Source material:
◆ ◆ ◆
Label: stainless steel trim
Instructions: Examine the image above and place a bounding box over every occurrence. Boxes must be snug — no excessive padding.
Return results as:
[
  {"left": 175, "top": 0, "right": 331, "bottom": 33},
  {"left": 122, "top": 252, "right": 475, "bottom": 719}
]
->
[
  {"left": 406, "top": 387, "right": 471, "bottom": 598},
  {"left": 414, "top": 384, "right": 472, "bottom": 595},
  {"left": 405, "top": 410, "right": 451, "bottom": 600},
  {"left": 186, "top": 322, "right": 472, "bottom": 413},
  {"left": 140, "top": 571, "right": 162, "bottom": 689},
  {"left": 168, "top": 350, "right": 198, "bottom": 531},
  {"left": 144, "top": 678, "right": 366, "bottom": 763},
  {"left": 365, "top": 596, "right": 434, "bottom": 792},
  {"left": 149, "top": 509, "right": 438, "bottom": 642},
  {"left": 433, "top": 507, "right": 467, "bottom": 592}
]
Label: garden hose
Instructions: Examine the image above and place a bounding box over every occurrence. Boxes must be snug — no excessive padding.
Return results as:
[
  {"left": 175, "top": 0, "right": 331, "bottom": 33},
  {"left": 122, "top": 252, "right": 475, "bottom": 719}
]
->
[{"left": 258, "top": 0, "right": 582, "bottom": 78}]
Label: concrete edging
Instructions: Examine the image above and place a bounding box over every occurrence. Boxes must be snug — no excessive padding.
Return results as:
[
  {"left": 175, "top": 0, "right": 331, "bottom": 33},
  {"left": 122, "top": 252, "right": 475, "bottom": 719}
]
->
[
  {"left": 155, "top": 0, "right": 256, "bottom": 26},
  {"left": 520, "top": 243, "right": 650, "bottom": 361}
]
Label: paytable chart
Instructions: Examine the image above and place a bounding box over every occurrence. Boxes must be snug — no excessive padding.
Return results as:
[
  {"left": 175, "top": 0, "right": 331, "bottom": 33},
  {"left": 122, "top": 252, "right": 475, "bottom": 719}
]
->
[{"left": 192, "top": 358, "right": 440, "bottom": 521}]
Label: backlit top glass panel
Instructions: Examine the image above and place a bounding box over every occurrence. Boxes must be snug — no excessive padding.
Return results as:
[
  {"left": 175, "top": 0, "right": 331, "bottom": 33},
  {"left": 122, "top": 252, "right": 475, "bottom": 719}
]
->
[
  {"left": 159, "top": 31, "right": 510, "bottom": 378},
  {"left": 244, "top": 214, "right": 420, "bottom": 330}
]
◆ ◆ ◆
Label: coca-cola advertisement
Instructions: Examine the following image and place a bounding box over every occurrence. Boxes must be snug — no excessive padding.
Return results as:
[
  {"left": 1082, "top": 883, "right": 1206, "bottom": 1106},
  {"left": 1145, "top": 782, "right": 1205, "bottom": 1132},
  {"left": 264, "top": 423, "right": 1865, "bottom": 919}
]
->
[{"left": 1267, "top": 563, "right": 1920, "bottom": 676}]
◆ ◆ ◆
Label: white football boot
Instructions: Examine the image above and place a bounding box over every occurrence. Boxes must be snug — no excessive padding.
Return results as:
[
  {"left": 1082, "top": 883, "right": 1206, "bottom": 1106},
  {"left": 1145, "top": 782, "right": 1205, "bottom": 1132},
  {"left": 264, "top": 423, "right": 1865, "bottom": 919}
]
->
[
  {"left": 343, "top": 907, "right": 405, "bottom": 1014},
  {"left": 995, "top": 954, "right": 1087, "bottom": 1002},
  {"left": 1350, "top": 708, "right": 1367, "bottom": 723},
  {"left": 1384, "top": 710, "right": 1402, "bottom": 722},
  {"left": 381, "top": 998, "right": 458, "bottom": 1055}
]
◆ ◆ ◆
Exercise aim:
Your answer must consist solely of the lines above between the line holding "Label: garden hose" and the line holding "Label: concrete edging", inclusive, copied exactly.

Finished task:
Label: garden hose
Instructions: Examine the image above and place a bounding box over every occurrence. Boxes must be snug — no excessive padding.
Return results as:
[
  {"left": 175, "top": 0, "right": 331, "bottom": 33},
  {"left": 122, "top": 252, "right": 475, "bottom": 719}
]
->
[{"left": 258, "top": 0, "right": 582, "bottom": 78}]
Label: concrete edging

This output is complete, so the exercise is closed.